What the task asks ->
From the ransomware text below, return the passage starting with "It’s a nightmare" and going on through "a drive-by download).", copied word for word.

It’s a nightmare scenario: You’re doing work, answering emails or browsing the web when, suddenly, your computer or mobile device stops working. A taunting message takes over your screen, informing you that some faceless internet villain has seized control of the machine and all of your data. To get it back, the message claims, you’ll have to fork over a payment.
Ransomware is a particularly devious type of malicious software, or malware. You can inadvertently download ransomware onto your computer or device by clicking on an online ad or email link, opening an attachment or, in some cases, simply going to a website where it has been planted (a form of attack called a drive-by download).
Once the program installs itself, it will lock up your computer and communicate the demand for payment, usually in a cryptocurrency such as Bitcoin, Ethereum or Ripple (although ransomware crooks have been known to demand gift cards). More vicious strains of malware will encrypt the files and folders on your machine, external drives you have plugged into it, and other computers on your home or office network.
That last threat — hackers’ ability to infect large computer networks after gaining a single point of entry — has made ransomware increasingly lucrative for international criminal gangs that target government agencies, health care systems and large corporations, including Colonial Pipeline, the gas carrier that was infamously shut down by cybercrooks for several days in May 2021.
The FBI's Internet Crime Complaint Center received 3,474 reports of ransomware attacks in 2021, up 50 percent from the year before. Reported losses jumped from $29.2 million to $49.2 million.
And while attacks on big fish like Colonial Pipeline grab the headlines, small and medium-sized businesses are also in the line of fire. Nearly 44 percent of ransomware attacks in the fourth quarter of 2021 targeted companies with 100 or fewer employees, according to cybersecurity firm Coveware, which helps businesses deal with extortion threats.
Whatever the target, the price can be steep. Coveware’s tracking puts the median ransom payment at more than $117,000. The true cost of recovering from ransomware can be much higher, as the FBI notes, including lost staff time, computer equipment and files, and the expense of hiring tech help to restore machines and networks.

Entries provided ->
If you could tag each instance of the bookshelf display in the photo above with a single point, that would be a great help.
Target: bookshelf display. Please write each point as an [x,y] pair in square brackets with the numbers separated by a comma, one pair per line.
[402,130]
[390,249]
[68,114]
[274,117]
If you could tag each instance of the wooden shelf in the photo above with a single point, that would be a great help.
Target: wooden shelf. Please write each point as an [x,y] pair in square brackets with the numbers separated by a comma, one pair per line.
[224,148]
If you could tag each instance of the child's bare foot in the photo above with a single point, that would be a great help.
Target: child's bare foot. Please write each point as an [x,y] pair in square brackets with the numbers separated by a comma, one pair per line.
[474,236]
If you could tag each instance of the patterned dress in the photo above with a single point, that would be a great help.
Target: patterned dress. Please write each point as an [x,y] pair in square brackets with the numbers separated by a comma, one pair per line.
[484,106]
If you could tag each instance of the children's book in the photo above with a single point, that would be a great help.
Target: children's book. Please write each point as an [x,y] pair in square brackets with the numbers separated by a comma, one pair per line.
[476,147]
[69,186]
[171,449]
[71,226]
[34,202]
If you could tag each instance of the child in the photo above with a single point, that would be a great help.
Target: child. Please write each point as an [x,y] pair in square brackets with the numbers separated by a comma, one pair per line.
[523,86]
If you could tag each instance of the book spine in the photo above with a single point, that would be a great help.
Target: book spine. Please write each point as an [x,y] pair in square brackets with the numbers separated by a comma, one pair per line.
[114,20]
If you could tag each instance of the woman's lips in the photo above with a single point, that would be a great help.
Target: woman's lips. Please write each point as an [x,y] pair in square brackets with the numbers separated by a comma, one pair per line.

Completed exercise ->
It’s a nightmare scenario: You’re doing work, answering emails or browsing the web when, suddenly, your computer or mobile device stops working. A taunting message takes over your screen, informing you that some faceless internet villain has seized control of the machine and all of your data. To get it back, the message claims, you’ll have to fork over a payment.
Ransomware is a particularly devious type of malicious software, or malware. You can inadvertently download ransomware onto your computer or device by clicking on an online ad or email link, opening an attachment or, in some cases, simply going to a website where it has been planted (a form of attack called a drive-by download).